Job » Your task is to reproduce exactly the lines from the line with "Where can you spot the area" through the end of the records below.

>>>>>

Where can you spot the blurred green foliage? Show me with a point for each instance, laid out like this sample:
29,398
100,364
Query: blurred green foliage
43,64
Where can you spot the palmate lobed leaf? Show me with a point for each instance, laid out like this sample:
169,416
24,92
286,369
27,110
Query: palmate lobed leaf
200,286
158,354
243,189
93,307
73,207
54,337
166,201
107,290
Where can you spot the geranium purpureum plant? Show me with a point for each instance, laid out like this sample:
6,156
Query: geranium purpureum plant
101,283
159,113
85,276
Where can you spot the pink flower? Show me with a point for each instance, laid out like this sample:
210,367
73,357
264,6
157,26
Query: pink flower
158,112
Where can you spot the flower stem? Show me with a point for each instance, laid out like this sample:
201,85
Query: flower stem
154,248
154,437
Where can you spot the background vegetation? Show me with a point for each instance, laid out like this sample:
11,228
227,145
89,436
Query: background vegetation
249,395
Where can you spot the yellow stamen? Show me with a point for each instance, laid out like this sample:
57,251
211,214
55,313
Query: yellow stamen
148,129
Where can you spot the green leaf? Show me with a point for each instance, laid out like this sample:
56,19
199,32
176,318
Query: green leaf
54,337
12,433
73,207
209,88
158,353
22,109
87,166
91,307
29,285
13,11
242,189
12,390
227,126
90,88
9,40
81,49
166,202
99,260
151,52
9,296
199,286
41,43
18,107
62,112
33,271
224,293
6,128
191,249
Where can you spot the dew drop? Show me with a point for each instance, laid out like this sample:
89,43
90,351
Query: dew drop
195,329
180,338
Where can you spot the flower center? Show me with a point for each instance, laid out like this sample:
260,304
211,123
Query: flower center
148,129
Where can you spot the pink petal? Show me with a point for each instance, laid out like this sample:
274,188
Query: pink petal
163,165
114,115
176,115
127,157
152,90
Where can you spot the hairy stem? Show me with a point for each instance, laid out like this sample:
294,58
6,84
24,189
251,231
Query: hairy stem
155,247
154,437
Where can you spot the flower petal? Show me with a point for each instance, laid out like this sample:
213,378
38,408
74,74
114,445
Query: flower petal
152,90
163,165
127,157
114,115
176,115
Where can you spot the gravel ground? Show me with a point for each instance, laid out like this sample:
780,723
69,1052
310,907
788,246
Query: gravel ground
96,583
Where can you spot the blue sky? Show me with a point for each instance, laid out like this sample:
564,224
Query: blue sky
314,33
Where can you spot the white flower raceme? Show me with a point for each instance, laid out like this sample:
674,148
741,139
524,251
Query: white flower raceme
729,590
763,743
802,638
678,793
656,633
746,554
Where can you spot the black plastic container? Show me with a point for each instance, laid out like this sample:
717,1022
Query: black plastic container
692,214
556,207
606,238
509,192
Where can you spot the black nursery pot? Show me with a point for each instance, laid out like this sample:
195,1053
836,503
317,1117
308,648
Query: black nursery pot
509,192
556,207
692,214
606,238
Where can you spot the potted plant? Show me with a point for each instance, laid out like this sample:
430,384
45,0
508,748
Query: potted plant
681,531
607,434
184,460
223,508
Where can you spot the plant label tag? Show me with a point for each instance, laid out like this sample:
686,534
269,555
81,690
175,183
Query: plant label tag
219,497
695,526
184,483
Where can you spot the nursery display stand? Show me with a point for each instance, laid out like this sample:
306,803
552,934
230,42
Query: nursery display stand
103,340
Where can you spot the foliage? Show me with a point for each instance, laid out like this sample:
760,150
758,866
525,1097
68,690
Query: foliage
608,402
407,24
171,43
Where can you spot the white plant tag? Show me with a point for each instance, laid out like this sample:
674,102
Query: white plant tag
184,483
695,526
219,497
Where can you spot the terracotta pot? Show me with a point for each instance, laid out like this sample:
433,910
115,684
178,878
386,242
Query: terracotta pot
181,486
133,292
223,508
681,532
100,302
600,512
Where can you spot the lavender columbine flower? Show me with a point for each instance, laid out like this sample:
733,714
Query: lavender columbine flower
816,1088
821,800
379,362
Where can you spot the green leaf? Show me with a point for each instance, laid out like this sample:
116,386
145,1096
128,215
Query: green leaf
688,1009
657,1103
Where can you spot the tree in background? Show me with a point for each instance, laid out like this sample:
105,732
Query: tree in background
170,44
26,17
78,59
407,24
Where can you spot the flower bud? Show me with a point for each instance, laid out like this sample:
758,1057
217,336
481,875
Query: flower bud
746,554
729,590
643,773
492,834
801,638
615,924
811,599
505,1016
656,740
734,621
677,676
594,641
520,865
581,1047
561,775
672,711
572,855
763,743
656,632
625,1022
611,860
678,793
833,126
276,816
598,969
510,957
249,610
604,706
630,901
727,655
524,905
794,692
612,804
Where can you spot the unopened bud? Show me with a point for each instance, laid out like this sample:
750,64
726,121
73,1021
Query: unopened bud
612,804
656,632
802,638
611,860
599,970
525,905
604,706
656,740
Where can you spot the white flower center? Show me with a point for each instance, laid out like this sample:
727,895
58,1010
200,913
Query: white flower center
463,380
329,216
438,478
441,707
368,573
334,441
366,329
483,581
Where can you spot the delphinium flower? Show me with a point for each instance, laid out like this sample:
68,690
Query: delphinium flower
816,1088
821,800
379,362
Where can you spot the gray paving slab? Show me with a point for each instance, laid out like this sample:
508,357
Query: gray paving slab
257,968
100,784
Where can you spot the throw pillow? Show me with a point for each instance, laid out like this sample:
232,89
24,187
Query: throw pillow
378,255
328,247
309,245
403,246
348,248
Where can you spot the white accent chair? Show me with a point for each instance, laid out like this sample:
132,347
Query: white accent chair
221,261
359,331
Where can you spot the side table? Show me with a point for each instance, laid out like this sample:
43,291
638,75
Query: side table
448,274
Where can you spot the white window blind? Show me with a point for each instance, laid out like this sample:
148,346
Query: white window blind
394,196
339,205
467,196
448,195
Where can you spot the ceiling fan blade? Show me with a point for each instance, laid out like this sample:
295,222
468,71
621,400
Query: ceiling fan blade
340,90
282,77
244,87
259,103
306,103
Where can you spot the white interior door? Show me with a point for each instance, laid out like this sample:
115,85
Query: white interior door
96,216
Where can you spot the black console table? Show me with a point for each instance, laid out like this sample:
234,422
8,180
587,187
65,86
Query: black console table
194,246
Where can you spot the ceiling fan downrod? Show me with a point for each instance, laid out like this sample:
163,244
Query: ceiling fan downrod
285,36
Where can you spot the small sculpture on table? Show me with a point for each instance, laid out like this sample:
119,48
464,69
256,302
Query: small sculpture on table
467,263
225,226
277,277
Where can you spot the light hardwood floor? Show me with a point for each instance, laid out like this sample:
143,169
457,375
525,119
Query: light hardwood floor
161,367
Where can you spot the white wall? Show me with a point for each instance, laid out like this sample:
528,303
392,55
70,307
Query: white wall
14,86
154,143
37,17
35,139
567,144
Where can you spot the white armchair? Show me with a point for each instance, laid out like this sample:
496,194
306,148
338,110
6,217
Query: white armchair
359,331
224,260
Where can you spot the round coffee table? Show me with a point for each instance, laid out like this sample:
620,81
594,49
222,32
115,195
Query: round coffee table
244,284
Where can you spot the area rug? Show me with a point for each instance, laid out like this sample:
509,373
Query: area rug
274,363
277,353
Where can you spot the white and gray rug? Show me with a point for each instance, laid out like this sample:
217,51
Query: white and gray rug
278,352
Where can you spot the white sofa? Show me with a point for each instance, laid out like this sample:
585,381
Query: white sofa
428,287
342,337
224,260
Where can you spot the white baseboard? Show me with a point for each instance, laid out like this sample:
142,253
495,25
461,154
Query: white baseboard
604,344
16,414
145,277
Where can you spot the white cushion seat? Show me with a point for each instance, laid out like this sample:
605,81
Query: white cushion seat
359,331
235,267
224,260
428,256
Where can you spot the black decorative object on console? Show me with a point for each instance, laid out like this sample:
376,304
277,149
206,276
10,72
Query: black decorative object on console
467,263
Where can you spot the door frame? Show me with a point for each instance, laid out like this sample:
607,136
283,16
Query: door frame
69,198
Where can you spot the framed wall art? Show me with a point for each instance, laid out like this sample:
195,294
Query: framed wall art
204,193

<<<<<

Response to the exercise »
Where can you spot the area rug? Show me with a point for each instance, laid out like this sample:
509,373
Query: area rug
274,363
277,353
Where can you spot the white and gray rug? Show me with a point for each instance, laid out like this sample:
217,51
Query: white and gray rug
278,352
Where can you spot the white sofa? Show me with a point for each instance, laid out like this sample:
585,381
Query: white sofa
428,287
342,337
224,260
Where can you spot the white baseboard? Show me with a point for each instance, laid out like this sample:
142,253
495,25
461,154
Query: white baseboard
604,344
16,414
145,277
Where can you spot the white cushion seat? Show me with a point for each instance, laid out like this sample:
605,81
Query: white cushion seat
359,331
235,267
224,260
428,256
Where can you spot the black decorative object on console? Show me with a point for each instance, laid out like this sample:
376,304
277,149
206,276
10,72
Query: black decorative object on console
467,263
Where can you spot the door frame? Show me with a point for each instance, laid out like this sample:
607,136
283,16
Query: door frame
69,198
Where can you spot the framed wall art? Show me with a point for each instance, laid out like this sample:
195,294
Query: framed wall art
204,193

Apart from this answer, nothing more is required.